**Saved data entries:**
- Opening Delimiter -

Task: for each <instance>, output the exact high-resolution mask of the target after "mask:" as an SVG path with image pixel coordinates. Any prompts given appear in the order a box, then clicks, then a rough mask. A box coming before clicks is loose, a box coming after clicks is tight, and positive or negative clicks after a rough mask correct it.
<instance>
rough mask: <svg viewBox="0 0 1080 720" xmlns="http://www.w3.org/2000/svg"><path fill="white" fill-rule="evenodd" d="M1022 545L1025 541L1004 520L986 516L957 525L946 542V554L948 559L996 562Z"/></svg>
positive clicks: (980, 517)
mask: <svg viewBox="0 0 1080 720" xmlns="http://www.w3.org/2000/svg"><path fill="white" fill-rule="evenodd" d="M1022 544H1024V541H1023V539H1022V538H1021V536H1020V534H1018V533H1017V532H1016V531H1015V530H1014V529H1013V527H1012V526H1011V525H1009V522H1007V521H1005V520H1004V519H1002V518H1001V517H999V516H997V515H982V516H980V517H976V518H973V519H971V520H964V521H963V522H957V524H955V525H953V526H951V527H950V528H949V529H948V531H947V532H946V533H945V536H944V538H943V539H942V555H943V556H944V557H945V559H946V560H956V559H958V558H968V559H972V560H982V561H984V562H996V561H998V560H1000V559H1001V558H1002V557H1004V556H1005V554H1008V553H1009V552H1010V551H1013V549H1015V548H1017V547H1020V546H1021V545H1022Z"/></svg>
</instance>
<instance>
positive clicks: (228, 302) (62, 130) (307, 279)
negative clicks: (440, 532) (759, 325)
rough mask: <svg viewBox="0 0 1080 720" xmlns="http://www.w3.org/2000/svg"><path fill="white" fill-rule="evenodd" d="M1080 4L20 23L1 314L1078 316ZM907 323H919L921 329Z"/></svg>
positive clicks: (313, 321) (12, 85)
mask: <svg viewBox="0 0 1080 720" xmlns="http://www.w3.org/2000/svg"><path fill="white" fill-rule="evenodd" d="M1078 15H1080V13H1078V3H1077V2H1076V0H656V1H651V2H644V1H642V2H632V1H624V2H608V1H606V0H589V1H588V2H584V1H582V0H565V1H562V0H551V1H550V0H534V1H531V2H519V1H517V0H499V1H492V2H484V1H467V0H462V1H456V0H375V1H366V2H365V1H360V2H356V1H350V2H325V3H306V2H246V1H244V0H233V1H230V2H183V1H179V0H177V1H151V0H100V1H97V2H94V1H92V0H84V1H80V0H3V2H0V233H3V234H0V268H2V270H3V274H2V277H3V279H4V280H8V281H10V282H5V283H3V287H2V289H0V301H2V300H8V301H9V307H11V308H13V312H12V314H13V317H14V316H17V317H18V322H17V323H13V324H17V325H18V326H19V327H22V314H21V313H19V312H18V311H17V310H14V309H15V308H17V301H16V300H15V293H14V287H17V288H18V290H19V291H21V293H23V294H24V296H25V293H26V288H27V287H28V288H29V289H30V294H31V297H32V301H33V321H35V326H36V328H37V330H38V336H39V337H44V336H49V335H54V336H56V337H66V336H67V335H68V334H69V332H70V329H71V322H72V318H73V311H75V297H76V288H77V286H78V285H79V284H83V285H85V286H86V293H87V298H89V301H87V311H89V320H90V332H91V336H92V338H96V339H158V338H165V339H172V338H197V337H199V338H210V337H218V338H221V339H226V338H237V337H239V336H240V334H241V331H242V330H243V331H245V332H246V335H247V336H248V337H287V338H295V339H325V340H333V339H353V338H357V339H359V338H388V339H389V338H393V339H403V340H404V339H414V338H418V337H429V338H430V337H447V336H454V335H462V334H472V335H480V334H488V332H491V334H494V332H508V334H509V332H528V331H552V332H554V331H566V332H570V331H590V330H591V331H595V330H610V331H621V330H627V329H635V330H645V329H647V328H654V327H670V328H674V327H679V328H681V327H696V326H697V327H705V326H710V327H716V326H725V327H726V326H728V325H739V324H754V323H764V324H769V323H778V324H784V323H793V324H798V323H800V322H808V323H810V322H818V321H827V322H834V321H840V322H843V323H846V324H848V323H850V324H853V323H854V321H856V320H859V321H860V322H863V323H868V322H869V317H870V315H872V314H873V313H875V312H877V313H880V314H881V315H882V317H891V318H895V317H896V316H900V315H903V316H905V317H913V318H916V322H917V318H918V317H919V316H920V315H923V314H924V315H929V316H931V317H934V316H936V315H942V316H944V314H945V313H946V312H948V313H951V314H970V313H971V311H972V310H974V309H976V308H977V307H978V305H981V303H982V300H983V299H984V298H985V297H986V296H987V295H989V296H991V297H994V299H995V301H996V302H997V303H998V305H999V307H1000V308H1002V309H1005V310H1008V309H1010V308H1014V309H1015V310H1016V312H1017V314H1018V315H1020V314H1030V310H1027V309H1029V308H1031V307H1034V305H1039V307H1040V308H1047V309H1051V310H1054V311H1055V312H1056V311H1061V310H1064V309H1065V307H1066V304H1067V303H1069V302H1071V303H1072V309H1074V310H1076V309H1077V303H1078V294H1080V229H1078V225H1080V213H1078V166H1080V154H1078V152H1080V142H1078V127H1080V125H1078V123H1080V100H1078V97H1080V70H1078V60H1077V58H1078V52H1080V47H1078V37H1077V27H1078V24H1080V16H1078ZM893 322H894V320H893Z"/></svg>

- Closing Delimiter -

**Your objective:** Reproduce all of the material above verbatim, line for line, with no changes.

**Answer box:**
Task: for each <instance>, output the exact high-resolution mask of the target after "mask:" as an SVG path with image pixel coordinates. Any prompts given appear in the order a box, then clicks, then a rough mask. A box coming before clicks is loose, a box coming after clicks is tight, and positive or negative clicks after a rough mask correct it.
<instance>
rough mask: <svg viewBox="0 0 1080 720" xmlns="http://www.w3.org/2000/svg"><path fill="white" fill-rule="evenodd" d="M1022 545L1025 541L1004 520L986 516L957 525L946 542V554L948 559L996 562Z"/></svg>
positive clicks: (980, 517)
mask: <svg viewBox="0 0 1080 720" xmlns="http://www.w3.org/2000/svg"><path fill="white" fill-rule="evenodd" d="M1022 544H1024V541H1023V539H1022V538H1021V536H1020V534H1018V533H1017V532H1016V531H1015V530H1014V529H1013V527H1012V526H1011V525H1009V522H1007V521H1005V520H1004V519H1002V518H1001V517H999V516H997V515H982V516H980V517H976V518H973V519H971V520H964V521H963V522H957V524H955V525H953V526H951V527H950V528H949V529H948V531H947V532H946V533H945V536H944V538H943V539H942V555H943V556H944V557H945V559H946V560H956V559H958V558H968V559H972V560H982V561H984V562H996V561H998V560H1000V559H1001V558H1002V557H1004V556H1005V554H1008V553H1009V552H1010V551H1013V549H1015V548H1017V547H1020V546H1021V545H1022Z"/></svg>
</instance>
<instance>
positive clicks: (228, 302) (62, 130) (307, 279)
negative clicks: (440, 532) (759, 325)
rough mask: <svg viewBox="0 0 1080 720" xmlns="http://www.w3.org/2000/svg"><path fill="white" fill-rule="evenodd" d="M1080 4L20 23L1 314L1078 316ZM907 323H919L921 329Z"/></svg>
positive clicks: (313, 321) (12, 85)
mask: <svg viewBox="0 0 1080 720" xmlns="http://www.w3.org/2000/svg"><path fill="white" fill-rule="evenodd" d="M1078 15H1080V13H1078V3H1077V2H1076V0H656V1H651V2H644V1H642V2H632V1H624V2H608V1H606V0H589V1H588V2H584V1H582V0H565V1H562V0H551V1H550V0H534V1H531V2H519V1H517V0H499V1H492V2H484V1H467V0H462V1H456V0H375V1H366V2H365V1H360V2H356V1H350V2H325V3H306V2H246V1H244V0H233V1H230V2H183V1H179V0H177V1H151V0H100V1H97V2H94V1H92V0H84V1H80V0H3V2H0V233H3V234H0V268H2V270H3V274H2V277H3V279H4V280H8V281H10V282H5V283H3V287H2V289H0V301H2V300H8V301H9V307H11V308H13V312H12V314H13V317H14V316H17V317H18V322H17V323H13V324H17V325H18V326H19V327H22V314H21V313H19V312H18V311H17V310H14V309H15V308H17V301H16V300H15V293H14V287H17V288H18V290H19V291H21V293H23V294H24V296H25V293H26V288H27V287H28V288H29V289H30V294H31V297H32V301H33V321H35V326H36V328H37V330H38V336H39V337H44V336H49V335H54V336H56V337H66V336H67V335H68V334H69V332H70V329H71V322H72V318H73V311H75V297H76V288H77V286H78V285H79V284H83V285H85V286H86V293H87V298H89V301H87V311H89V320H90V332H91V336H92V338H96V339H158V338H165V339H172V338H197V337H199V338H210V337H218V338H221V339H226V338H237V337H239V336H240V334H241V331H242V330H243V331H245V332H246V335H247V336H248V337H287V338H295V339H325V340H333V339H353V338H357V339H359V338H388V339H389V338H393V339H403V340H404V339H414V338H418V337H429V338H430V337H447V336H454V335H462V334H472V335H480V334H488V332H491V334H494V332H508V334H509V332H528V331H552V332H554V331H566V332H570V331H590V330H591V331H595V330H610V331H621V330H627V329H635V330H645V329H647V328H654V327H670V328H674V327H679V328H681V327H696V326H697V327H705V326H710V327H716V326H725V327H726V326H728V325H739V324H754V323H764V324H769V323H778V324H784V323H793V324H798V323H800V322H808V323H810V322H818V321H827V322H834V321H840V322H843V323H846V324H848V323H850V324H853V323H854V321H856V320H859V321H860V322H863V323H868V322H869V317H870V315H872V314H873V313H875V312H877V313H880V314H881V315H882V317H891V318H895V317H896V316H900V315H903V316H905V317H913V318H916V322H917V318H918V317H919V316H920V315H923V314H924V315H929V316H931V317H934V316H936V315H942V316H944V314H945V313H946V312H948V313H951V314H970V313H971V311H972V310H974V309H976V308H977V307H978V305H981V303H982V300H983V299H984V298H985V297H986V296H987V295H989V296H991V297H994V299H995V301H996V302H997V303H998V305H999V307H1000V308H1002V309H1005V310H1008V309H1010V308H1014V309H1015V310H1016V312H1017V314H1018V315H1020V314H1030V310H1027V309H1029V308H1031V307H1034V305H1039V307H1040V308H1047V309H1051V310H1054V311H1055V312H1056V311H1061V310H1064V309H1065V307H1066V304H1067V303H1069V302H1071V303H1072V309H1074V310H1076V309H1077V303H1078V294H1080V229H1078V225H1080V213H1078V166H1080V154H1078V152H1080V142H1078V127H1080V125H1078V123H1080V100H1078V97H1080V70H1078V60H1077V58H1078V52H1080V47H1078V37H1077V27H1078V24H1080V16H1078ZM893 322H894V320H893Z"/></svg>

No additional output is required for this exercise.